= TASK DIRECTIONS =
Your answer should be every line from the records that contains "instance".

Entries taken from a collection
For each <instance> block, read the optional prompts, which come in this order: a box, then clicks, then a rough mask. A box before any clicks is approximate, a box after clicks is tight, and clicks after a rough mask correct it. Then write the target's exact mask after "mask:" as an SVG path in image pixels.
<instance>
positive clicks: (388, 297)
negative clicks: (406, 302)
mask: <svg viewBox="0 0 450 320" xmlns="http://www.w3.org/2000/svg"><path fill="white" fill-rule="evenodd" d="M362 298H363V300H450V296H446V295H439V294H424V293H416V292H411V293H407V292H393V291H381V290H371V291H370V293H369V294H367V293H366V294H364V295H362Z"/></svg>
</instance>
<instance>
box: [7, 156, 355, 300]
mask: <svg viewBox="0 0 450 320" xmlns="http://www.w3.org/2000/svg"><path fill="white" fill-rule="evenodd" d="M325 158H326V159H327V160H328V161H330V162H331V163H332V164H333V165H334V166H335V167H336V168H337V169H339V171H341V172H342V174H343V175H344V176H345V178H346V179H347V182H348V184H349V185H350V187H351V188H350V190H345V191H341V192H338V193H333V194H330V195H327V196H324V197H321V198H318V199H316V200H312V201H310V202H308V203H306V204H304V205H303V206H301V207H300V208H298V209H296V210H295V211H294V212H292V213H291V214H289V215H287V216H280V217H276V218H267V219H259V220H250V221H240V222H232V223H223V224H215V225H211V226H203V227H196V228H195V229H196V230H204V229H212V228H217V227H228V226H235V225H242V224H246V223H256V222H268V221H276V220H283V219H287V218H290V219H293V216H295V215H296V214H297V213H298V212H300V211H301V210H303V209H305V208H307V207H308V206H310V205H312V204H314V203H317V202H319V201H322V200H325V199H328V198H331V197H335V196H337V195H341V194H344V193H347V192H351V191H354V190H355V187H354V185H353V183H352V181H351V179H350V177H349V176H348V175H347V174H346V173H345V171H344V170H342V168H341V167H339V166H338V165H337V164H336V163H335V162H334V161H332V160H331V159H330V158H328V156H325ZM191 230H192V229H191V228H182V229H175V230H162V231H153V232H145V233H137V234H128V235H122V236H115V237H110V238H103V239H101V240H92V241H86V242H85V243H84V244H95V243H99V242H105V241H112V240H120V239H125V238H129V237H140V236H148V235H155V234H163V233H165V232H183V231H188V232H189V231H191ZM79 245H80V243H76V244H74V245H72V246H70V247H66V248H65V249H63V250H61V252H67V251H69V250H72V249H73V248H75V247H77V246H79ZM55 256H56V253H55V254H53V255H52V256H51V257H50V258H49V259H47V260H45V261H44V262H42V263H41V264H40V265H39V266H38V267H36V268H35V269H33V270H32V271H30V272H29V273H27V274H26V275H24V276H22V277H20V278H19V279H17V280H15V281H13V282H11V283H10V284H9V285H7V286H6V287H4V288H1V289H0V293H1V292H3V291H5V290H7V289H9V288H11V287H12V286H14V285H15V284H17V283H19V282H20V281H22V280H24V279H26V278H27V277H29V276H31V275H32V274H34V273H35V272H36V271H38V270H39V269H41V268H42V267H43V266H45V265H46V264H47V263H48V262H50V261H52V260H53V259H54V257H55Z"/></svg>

= RESPONSE TO THIS TASK =
For each <instance> block, read the optional prompts, which come in this order: a box, then clicks, then a rough mask. A box before any clicks is approximate, a box after clicks is tight, and clicks after a rough mask correct it. Then write the target's exact mask after "mask:" as an SVG path in image pixels.
<instance>
</instance>
<instance>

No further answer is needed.